▶ _Material provided_
::::::::
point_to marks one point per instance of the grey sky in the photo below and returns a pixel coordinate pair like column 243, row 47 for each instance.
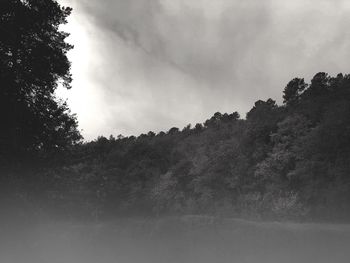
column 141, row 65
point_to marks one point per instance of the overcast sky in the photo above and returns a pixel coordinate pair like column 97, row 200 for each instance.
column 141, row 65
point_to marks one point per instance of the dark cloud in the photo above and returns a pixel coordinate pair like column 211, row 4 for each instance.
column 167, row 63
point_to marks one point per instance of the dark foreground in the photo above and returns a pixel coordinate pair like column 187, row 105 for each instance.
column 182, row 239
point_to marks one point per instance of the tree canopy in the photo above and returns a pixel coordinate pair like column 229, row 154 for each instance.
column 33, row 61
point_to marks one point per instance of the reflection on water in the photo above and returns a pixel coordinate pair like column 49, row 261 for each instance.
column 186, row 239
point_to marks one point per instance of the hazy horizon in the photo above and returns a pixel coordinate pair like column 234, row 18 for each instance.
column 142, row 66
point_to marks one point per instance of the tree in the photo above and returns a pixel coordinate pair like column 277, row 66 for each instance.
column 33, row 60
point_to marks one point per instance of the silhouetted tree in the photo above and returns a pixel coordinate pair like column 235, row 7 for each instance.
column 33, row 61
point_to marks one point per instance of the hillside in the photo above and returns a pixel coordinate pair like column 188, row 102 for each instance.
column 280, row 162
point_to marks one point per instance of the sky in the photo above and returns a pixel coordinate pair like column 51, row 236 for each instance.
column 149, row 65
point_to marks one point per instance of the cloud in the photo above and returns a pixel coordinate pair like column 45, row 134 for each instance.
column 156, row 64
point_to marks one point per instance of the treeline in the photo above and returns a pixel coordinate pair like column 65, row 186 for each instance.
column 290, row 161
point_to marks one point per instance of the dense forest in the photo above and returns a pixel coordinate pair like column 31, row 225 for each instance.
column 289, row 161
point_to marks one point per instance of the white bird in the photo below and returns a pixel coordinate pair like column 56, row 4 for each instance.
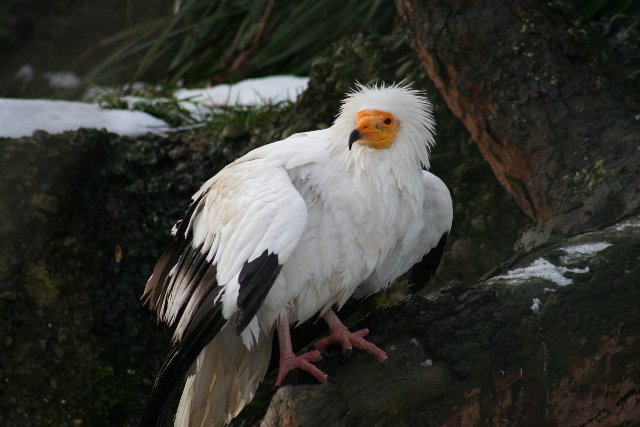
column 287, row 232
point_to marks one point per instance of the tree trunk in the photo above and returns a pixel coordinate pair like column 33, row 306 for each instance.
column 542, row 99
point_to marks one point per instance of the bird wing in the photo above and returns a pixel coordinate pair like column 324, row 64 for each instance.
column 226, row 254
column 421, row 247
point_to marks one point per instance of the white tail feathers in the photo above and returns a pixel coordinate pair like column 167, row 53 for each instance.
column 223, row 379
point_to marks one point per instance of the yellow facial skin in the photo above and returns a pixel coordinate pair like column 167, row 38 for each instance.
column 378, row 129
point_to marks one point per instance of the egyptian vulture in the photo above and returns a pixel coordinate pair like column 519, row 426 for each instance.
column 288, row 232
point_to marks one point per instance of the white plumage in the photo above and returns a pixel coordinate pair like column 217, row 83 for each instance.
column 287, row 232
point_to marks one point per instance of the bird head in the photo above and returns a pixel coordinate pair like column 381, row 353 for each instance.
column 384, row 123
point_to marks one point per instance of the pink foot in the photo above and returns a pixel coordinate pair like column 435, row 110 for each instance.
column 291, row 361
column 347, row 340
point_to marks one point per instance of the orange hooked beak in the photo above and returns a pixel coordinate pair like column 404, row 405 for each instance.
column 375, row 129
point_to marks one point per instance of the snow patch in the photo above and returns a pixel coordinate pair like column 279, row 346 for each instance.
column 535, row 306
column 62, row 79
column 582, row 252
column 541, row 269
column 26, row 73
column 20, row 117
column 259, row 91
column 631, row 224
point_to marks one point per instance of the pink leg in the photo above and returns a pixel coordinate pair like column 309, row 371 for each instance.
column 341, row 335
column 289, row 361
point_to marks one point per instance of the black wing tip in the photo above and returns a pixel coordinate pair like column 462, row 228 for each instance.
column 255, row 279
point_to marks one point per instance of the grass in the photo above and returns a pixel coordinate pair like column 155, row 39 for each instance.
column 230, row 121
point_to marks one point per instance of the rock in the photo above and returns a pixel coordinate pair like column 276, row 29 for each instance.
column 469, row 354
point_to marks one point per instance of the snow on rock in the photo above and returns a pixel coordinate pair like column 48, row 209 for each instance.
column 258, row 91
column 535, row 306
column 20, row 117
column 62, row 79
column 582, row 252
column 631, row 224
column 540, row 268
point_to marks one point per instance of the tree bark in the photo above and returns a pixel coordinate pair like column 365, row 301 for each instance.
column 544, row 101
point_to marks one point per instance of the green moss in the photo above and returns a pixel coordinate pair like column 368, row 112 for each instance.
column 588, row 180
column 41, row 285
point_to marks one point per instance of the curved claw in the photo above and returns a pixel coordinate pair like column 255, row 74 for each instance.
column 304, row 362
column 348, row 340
::::::::
▶ _The request_
Reproduce the material word for word, starting at its very beginning and ending at the line that contains "column 186, row 239", with both ends included. Omit the pictures from your copy.

▶ _Task answer_
point_to marks one point per instance of the grey sky in the photo below and returns a pixel coordinate pair like column 243, row 47 for each instance.
column 141, row 65
point_to marks one point per instance of the overcast sky in the photo above and returns a pixel coordinate pair like column 97, row 200 for each instance.
column 141, row 65
point_to marks one point per instance of the dark cloud in the photo above and returns a pixel coordinate pair like column 211, row 4 for each instance.
column 167, row 63
point_to marks one point per instance of the dark foreground in the photo above and returns a pixel coordinate pair like column 187, row 105 for each instance.
column 182, row 239
point_to marks one point per instance of the tree canopy in the photo above and returns a pixel coordinate pair like column 229, row 154 for each instance.
column 33, row 61
point_to marks one point per instance of the reflection on water in the photo above and returns a pixel coordinate pair like column 49, row 261 for each instance.
column 186, row 239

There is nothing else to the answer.